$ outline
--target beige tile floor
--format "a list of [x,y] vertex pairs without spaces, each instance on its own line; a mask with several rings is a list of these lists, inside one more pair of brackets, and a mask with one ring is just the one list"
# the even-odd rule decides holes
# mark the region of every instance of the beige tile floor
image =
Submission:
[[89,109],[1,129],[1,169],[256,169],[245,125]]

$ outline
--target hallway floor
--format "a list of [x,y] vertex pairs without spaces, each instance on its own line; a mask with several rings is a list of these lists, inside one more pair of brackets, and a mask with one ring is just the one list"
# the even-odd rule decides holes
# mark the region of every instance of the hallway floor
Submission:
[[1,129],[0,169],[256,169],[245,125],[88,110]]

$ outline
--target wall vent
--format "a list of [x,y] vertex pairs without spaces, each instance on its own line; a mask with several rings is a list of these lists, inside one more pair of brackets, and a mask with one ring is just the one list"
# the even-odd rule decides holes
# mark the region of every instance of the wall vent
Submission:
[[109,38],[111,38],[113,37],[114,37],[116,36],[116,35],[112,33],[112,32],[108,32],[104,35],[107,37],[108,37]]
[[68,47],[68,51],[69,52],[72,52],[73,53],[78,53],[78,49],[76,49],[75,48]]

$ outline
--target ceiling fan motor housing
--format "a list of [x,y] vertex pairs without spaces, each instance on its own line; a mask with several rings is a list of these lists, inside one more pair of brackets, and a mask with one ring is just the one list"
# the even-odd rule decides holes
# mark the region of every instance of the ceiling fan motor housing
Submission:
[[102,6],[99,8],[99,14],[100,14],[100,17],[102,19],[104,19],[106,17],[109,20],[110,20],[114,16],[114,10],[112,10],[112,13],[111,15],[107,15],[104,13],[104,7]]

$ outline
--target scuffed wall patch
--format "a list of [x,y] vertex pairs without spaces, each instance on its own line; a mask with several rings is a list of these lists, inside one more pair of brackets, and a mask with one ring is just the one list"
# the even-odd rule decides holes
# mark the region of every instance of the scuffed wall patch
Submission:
================
EXERCISE TASK :: Rewrite all of the lines above as a numbered list and leave out the blank ones.

SOLUTION TO THE EXERCISE ::
1. $ outline
2. --target beige tile floor
3. --format "a list of [x,y] vertex pairs without spaces, each instance on its own line; a mask with several rings is a list of these lists, inside one more pair of brackets, and a mask with one ring is just the one list"
4. # the even-odd rule decides holes
5. # mark the region of every instance of the beige tile floor
6. image =
7. Submission:
8. [[89,109],[1,129],[1,169],[256,169],[245,125]]
9. $ outline
10. --target hallway floor
11. --format "a list of [x,y] vertex pairs without spaces, each instance on its own line; a mask with several rings is a list of these lists, inside one more pair of brackets, and a mask with one ring is just the one list"
12. # the even-odd rule decides holes
13. # mark the region of every instance of the hallway floor
14. Submission:
15. [[1,129],[0,169],[256,169],[245,125],[88,110]]
16. $ outline
17. --target wall vent
18. --format "a list of [x,y] vertex pairs without spaces, each instance on its own line; a mask with several rings is a list of these lists, inside one more pair of brackets, and a mask with one ring is just the one list"
19. # the even-odd rule decides holes
20. # mark the region of every instance of the wall vent
21. Submission:
22. [[109,38],[111,38],[113,37],[114,37],[116,36],[116,35],[112,33],[112,32],[108,32],[104,35],[107,37],[108,37]]
23. [[68,47],[68,51],[69,52],[72,52],[73,53],[78,53],[78,49],[76,49],[75,48]]
24. $ outline
25. --target ceiling fan motor housing
26. --format "a list of [x,y] vertex pairs without spaces, each instance on its own line; a mask with several rings is a list of these lists, inside one more pair of brackets, and a mask with one ring is just the one list"
27. # the even-odd rule decides holes
28. # mark the region of every instance of the ceiling fan motor housing
29. Submission:
30. [[102,6],[99,8],[99,14],[100,14],[100,17],[102,19],[104,19],[106,17],[109,20],[110,20],[114,16],[114,10],[112,10],[112,13],[111,15],[107,15],[104,13],[104,7]]
31. $ outline
32. --target scuffed wall patch
33. --format "a list of [x,y] vertex pairs without spaces, each instance on its own line; a mask with several rings is a list of these lists, inside one more pair of brackets, and a mask with one ring is just the one list"
34. # the even-odd rule decides holes
35. # mark the region of every instance of the scuffed wall patch
36. Submission:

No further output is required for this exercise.